Source passage ::

>>>

Week 2 HW: DNA Read, Write and Edit

Part 1: Benchling & In-silico Gel Art

It was definitely more difficult than I thought!

First Attempt: Letter A

Reference Image	In-silico Gel Result

Second Attempt: A Face

Reference Image	In-silico Gel Result

Part 3: DNA Design Challenge

3.1. Choose your protein.

In recitation, we discussed that you will pick a protein for your homework that you find interesting. Which protein have you chosen and why? Using one of the tools described in recitation (NCBI, UniProt, google), obtain the protein sequence for the protein you chose

Protein: TP53 - tumor protein p53

The p53 protein, often referred to as “the guardian of the genome,” is a critical transcription factor that maintains cellular integrity by regulating the cell cycle and genomic stability. In response to cellular stress—such as DNA damage, hypoxia, or oncogene activation—p53 initiates a cascade of signals that can halt the cell cycle in the G1 phase, allowing time for DNA repair mechanisms to fix errors. If the damage proves too extensive to be repaired, p53 triggers apoptosis (programmed cell death), effectively eliminating potentially pre-cancerous cells and preventing the propagation of harmful mutations.From a clinical and molecular perspective, the TP53 gene is the most frequently mutated gene in human cancers, appearing in over 50% of all cases. When mutations occur, particularly in the DNA-binding domain, the protein loses its ability to function as a tumor suppressor, allowing cells with genomic instability to proliferate unchecked. This loss of control is a fundamental step in carcinogenesis and a primary focus for modern research into gene therapies and precision medicine aimed at restoring p53 activity to combat tumor growth.

<<<

Stored records ::

>>>

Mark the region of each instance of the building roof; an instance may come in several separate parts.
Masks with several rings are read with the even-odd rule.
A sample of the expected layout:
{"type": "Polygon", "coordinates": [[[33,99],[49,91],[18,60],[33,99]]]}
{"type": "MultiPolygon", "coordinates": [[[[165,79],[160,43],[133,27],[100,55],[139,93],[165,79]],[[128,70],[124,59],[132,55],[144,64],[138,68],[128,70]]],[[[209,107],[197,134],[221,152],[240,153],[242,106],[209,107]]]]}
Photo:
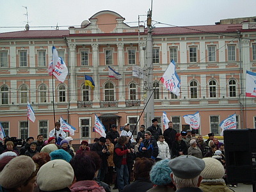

<<<

Apply what you read ::
**A)** For each statement, say whether it agrees with the homework text above. Give yes or no and quote the deciding words from the text.
(i) The first in-silico gel art attempt depicted a face.
(ii) p53 can halt the cell cycle in the G1 phase.
(iii) TP53 mutations appear in over 50% of all human cancer cases.
**B)** Answer these questions from the homework text above.
(i) Which protein was chosen for the DNA design challenge?
(ii) What did the second in-silico gel art attempt depict?
(iii) What nickname is often given to the p53 protein?

Task answers ::
**A)**
(i) No: "First Attempt: Letter A"
(ii) Yes: "p53 initiates a cascade of signals that can halt the cell cycle in the G1 phase"
(iii) Yes: "the TP53 gene is the most frequently mutated gene in human cancers, appearing in over 50% of all cases"

**B)**
(i) TP53, tumor protein p53
(ii) A face
(iii) "the guardian of the genome"